WORK TO DO:
Retype the data word for word, beginning with the line that contains "target | bare foot" and continuing through the line that contains "(1059, 438)", including both of those lines.

----

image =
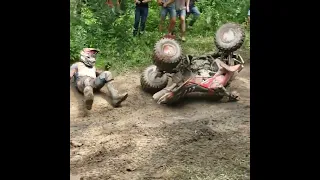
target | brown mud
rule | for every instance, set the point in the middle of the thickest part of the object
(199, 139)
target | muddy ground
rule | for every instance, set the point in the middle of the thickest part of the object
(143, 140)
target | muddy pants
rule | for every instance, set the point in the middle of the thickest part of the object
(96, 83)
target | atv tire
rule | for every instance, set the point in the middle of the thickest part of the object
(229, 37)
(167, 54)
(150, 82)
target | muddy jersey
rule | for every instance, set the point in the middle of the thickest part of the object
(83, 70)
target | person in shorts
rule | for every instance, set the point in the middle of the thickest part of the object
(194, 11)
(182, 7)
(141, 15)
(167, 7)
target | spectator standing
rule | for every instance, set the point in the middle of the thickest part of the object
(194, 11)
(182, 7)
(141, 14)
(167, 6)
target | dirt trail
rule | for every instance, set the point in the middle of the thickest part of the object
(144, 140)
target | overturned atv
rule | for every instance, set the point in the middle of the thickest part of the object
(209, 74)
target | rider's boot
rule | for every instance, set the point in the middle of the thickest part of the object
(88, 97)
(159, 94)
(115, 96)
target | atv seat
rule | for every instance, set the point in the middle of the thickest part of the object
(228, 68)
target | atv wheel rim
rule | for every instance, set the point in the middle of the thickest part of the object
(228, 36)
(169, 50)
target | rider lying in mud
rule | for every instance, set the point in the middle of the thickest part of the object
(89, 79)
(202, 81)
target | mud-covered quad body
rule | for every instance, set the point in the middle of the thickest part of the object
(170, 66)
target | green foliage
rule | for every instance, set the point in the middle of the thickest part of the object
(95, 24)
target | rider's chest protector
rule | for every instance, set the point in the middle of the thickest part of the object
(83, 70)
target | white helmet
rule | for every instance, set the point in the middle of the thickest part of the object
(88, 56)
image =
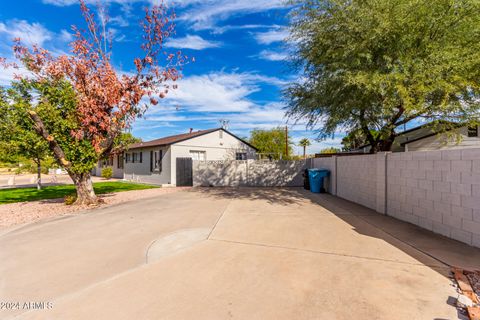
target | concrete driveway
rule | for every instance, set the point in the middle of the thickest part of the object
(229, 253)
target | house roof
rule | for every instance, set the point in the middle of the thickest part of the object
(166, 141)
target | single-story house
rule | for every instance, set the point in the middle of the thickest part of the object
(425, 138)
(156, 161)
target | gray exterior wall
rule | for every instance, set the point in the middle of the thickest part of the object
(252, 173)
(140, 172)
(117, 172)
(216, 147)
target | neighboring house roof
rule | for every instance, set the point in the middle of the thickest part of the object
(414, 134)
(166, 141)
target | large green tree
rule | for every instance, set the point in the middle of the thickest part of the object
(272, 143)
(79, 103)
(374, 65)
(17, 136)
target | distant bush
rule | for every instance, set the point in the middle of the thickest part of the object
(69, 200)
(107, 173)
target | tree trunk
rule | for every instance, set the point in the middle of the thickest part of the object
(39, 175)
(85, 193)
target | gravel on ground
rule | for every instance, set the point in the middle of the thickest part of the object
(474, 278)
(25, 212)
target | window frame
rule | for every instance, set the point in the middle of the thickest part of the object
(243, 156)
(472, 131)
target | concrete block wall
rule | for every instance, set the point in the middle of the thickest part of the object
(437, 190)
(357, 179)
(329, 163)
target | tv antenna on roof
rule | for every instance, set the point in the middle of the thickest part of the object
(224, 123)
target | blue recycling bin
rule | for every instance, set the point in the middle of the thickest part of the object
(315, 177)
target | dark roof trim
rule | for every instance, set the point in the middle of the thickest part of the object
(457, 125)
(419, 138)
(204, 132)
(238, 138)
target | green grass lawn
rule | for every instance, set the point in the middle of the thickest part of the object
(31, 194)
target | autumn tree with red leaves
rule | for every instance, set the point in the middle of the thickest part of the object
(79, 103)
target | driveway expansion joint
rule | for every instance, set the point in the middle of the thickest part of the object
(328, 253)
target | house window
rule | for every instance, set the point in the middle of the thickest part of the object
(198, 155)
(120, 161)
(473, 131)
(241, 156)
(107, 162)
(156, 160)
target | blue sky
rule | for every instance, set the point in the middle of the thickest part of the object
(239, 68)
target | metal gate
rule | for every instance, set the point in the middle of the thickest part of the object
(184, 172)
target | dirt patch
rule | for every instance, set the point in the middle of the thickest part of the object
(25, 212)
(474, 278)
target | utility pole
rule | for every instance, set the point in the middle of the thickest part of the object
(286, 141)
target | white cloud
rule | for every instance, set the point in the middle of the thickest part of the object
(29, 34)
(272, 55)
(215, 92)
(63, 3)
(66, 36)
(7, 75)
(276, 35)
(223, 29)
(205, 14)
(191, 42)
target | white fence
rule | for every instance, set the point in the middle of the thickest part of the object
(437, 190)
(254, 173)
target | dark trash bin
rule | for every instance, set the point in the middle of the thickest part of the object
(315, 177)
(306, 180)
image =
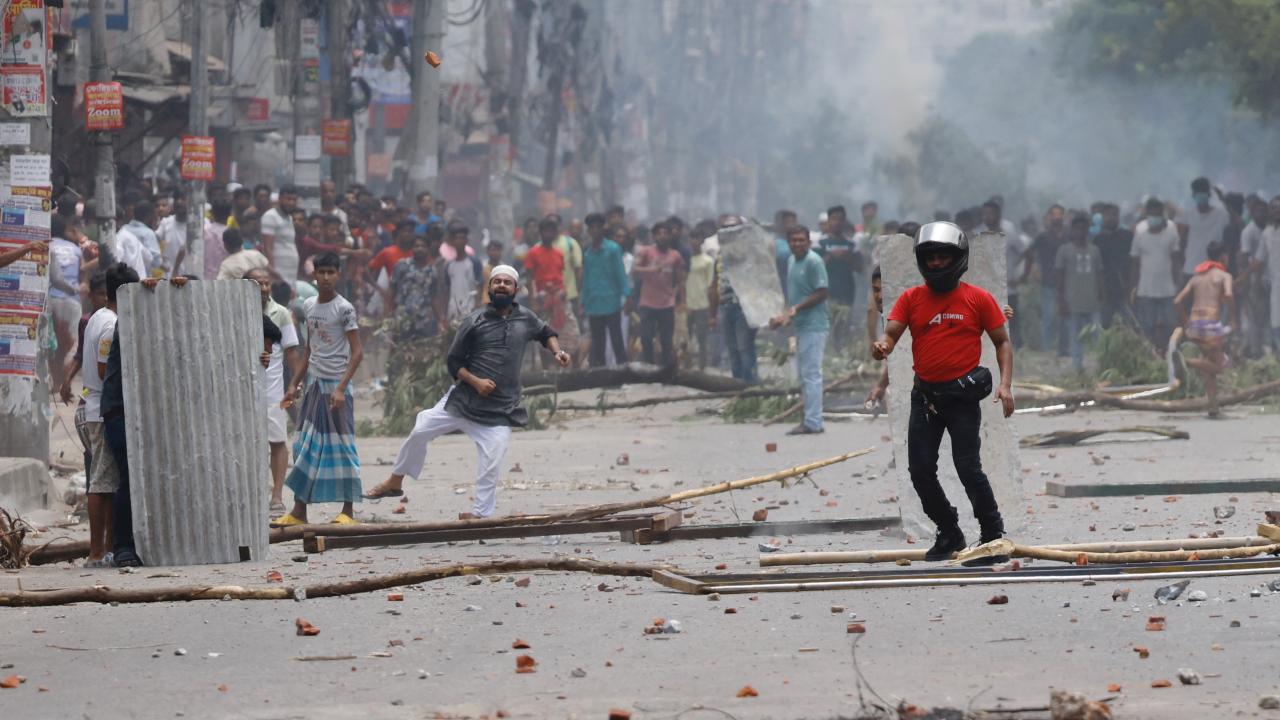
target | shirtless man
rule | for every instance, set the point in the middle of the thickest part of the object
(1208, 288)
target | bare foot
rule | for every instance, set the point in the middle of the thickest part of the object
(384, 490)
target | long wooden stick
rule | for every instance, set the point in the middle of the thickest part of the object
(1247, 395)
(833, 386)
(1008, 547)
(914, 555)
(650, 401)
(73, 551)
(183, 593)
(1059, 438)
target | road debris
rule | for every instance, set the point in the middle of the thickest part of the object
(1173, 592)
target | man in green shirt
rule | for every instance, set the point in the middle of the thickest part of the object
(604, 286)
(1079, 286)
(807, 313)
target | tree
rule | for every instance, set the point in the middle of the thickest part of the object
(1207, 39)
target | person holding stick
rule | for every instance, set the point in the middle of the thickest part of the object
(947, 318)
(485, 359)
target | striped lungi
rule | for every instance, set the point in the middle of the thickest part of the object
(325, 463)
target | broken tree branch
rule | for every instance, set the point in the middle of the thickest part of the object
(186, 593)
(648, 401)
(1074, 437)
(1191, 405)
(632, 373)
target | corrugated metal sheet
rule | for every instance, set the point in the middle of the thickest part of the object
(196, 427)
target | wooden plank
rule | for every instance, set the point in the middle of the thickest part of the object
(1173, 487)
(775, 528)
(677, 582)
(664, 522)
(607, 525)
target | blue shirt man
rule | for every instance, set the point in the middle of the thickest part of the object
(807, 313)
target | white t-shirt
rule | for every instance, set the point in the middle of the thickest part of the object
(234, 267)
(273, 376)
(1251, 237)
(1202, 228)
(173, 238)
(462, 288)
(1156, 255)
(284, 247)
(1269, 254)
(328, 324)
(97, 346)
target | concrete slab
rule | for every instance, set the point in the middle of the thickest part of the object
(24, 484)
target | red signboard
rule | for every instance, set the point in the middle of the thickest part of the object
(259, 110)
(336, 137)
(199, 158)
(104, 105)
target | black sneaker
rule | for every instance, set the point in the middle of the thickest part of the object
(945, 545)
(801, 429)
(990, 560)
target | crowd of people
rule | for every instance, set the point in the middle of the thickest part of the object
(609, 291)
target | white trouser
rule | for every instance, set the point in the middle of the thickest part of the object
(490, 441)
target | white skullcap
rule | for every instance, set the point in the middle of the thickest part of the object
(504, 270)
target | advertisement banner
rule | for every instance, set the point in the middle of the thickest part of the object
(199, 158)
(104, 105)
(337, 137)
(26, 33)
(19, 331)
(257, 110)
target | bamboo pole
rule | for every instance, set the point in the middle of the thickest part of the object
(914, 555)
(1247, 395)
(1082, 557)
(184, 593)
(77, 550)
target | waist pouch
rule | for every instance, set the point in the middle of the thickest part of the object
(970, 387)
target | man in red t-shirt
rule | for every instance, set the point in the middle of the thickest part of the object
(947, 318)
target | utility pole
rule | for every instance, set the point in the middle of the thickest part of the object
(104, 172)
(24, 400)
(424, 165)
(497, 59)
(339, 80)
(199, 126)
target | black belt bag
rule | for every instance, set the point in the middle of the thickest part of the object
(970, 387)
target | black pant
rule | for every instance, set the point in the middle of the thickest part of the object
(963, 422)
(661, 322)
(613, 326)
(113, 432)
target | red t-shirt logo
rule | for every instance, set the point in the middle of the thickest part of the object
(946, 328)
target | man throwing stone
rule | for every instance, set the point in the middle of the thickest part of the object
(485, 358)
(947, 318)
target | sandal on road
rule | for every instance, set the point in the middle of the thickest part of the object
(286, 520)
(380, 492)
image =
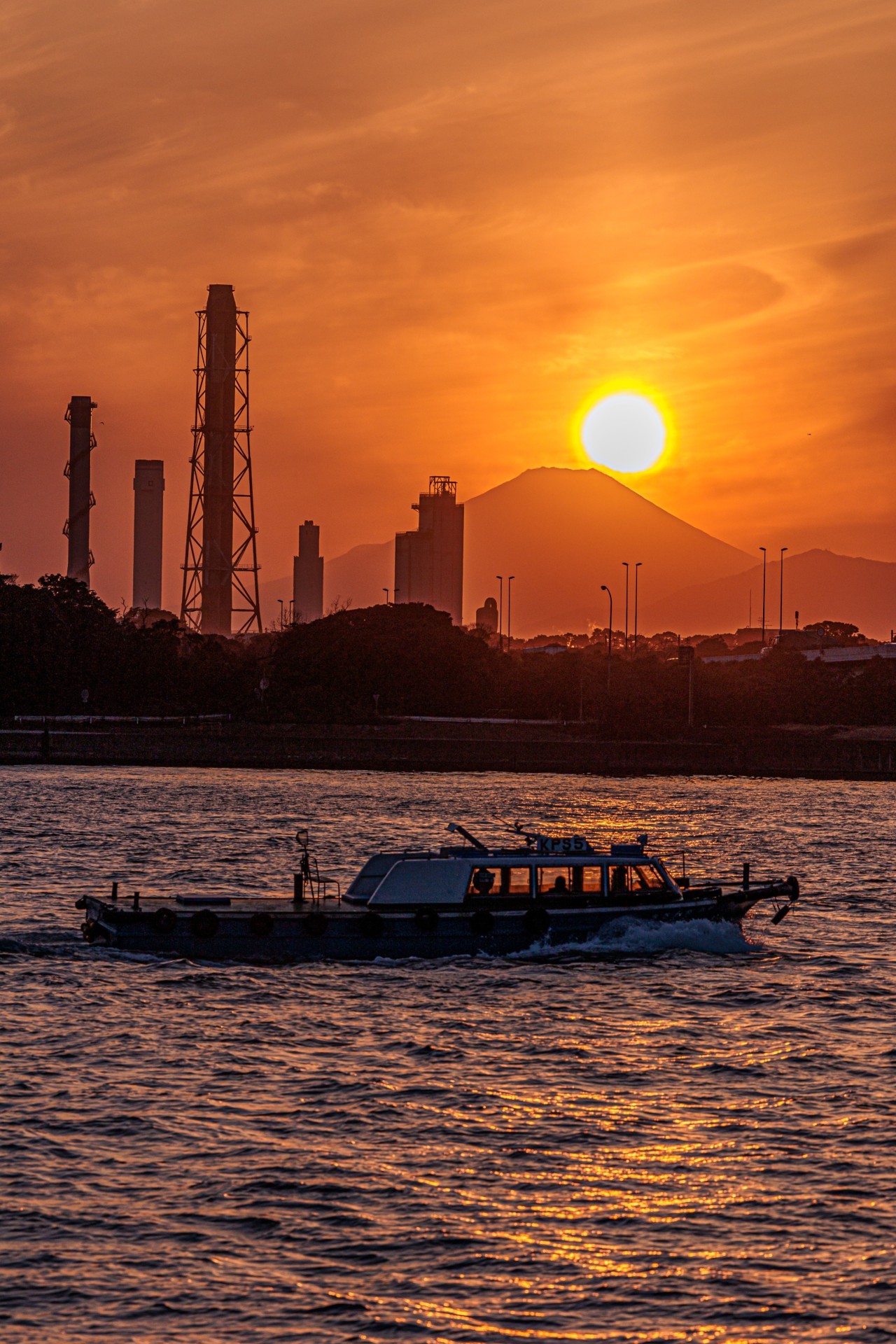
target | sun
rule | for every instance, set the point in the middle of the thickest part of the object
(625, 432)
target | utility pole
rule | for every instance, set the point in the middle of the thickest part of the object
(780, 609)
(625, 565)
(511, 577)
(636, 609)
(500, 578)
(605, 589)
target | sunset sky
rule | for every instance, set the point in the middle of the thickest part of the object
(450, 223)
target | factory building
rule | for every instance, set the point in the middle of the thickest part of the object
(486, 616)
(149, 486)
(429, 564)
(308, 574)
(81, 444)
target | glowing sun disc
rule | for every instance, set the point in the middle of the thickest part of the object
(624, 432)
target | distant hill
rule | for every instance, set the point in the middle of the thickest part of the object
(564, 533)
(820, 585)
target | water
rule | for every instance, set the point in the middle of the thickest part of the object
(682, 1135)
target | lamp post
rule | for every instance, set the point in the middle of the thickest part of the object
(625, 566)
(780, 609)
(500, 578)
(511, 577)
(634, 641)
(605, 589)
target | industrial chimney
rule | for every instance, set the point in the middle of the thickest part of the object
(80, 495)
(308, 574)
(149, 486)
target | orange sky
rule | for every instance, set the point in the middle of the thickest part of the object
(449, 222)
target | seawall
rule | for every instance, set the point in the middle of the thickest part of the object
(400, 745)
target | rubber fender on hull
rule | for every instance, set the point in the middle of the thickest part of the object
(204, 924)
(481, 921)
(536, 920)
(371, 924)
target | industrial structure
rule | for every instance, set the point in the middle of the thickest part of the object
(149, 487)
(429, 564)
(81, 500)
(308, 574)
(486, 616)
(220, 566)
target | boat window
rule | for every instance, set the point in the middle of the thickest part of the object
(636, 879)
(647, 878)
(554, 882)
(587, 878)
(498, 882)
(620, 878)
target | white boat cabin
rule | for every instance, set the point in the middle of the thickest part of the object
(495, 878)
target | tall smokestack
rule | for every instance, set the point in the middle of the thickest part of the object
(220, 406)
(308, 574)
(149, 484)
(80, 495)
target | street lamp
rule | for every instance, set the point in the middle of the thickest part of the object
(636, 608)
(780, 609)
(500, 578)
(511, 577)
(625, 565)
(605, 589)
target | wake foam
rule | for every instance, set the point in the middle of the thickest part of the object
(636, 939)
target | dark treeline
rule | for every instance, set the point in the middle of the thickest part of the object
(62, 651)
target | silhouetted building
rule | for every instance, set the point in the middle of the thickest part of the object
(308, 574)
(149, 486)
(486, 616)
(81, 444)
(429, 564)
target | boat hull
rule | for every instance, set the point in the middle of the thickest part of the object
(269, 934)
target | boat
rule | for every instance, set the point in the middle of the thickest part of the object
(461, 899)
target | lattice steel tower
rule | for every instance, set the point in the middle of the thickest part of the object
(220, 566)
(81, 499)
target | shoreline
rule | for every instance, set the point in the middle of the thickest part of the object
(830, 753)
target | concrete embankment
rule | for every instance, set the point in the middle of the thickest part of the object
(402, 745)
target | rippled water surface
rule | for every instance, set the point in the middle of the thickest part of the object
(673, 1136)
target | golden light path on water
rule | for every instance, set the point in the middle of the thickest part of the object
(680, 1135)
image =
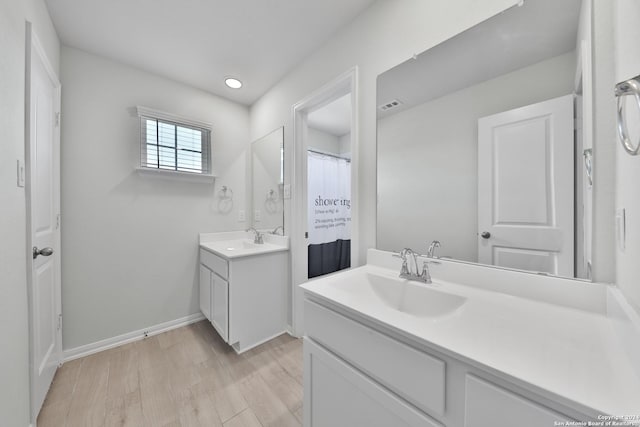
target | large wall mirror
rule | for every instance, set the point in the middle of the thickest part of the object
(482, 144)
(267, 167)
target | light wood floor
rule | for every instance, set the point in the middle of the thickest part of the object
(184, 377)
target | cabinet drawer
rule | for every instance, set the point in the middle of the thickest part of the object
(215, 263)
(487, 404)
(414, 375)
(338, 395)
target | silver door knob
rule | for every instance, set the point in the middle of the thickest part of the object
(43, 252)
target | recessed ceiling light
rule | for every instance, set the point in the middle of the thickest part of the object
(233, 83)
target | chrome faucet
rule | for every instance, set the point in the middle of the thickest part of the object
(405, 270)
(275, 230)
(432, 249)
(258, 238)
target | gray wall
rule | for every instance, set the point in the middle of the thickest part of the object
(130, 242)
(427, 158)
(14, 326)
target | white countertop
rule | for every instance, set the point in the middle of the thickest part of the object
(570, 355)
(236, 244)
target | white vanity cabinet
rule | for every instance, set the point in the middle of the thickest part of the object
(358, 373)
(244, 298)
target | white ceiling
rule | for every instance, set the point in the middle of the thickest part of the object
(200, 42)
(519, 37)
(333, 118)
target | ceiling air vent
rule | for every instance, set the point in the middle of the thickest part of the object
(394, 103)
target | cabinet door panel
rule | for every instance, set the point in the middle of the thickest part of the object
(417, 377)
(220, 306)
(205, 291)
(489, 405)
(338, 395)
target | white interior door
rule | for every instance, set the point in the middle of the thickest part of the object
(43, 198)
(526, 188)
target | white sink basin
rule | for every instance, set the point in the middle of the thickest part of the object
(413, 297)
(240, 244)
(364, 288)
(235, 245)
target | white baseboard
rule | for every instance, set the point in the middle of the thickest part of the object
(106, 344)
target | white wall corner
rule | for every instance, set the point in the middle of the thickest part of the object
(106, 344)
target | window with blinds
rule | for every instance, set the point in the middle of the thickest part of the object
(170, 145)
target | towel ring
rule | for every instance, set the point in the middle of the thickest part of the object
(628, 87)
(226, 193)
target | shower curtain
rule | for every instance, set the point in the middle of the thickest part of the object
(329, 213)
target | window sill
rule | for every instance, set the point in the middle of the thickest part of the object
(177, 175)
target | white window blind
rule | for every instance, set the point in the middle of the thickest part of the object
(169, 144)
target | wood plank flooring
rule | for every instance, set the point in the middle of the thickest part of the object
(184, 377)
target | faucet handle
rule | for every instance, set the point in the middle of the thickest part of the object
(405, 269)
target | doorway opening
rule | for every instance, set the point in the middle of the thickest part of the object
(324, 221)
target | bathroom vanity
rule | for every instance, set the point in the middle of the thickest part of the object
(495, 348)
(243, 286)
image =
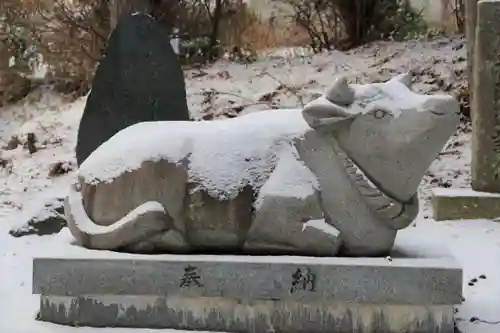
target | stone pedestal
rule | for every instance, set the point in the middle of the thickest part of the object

----

OUTPUT:
target | bare foot
rule | for every instance, set the point in the middle of the thickest part of the object
(384, 490)
target | long wooden stick
rule | for every instance, set the point in the middle of the thickest part of the object
(1247, 395)
(833, 386)
(1008, 547)
(914, 555)
(650, 401)
(73, 551)
(183, 593)
(1059, 438)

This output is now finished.